**Entries shown:**

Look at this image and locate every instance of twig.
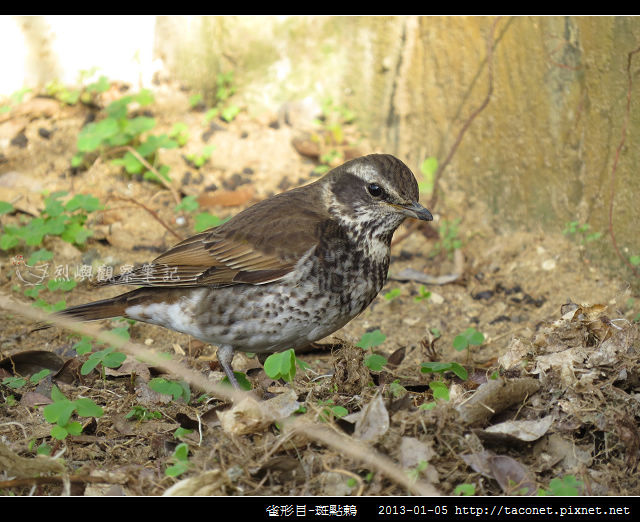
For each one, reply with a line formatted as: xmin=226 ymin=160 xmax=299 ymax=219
xmin=0 ymin=475 xmax=123 ymax=489
xmin=111 ymin=195 xmax=183 ymax=242
xmin=607 ymin=44 xmax=640 ymax=279
xmin=429 ymin=16 xmax=501 ymax=210
xmin=394 ymin=17 xmax=502 ymax=249
xmin=107 ymin=146 xmax=181 ymax=206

**What to produce:**
Take the whole listing above and copy it exactly. Pictures do not go into the copy.

**Solution to this task:**
Look at this image and locate every instance of twig.
For each one, reply with a line formatted as: xmin=226 ymin=160 xmax=299 ymax=219
xmin=0 ymin=475 xmax=123 ymax=489
xmin=111 ymin=195 xmax=183 ymax=242
xmin=607 ymin=44 xmax=640 ymax=279
xmin=429 ymin=16 xmax=501 ymax=210
xmin=394 ymin=17 xmax=502 ymax=249
xmin=107 ymin=146 xmax=181 ymax=206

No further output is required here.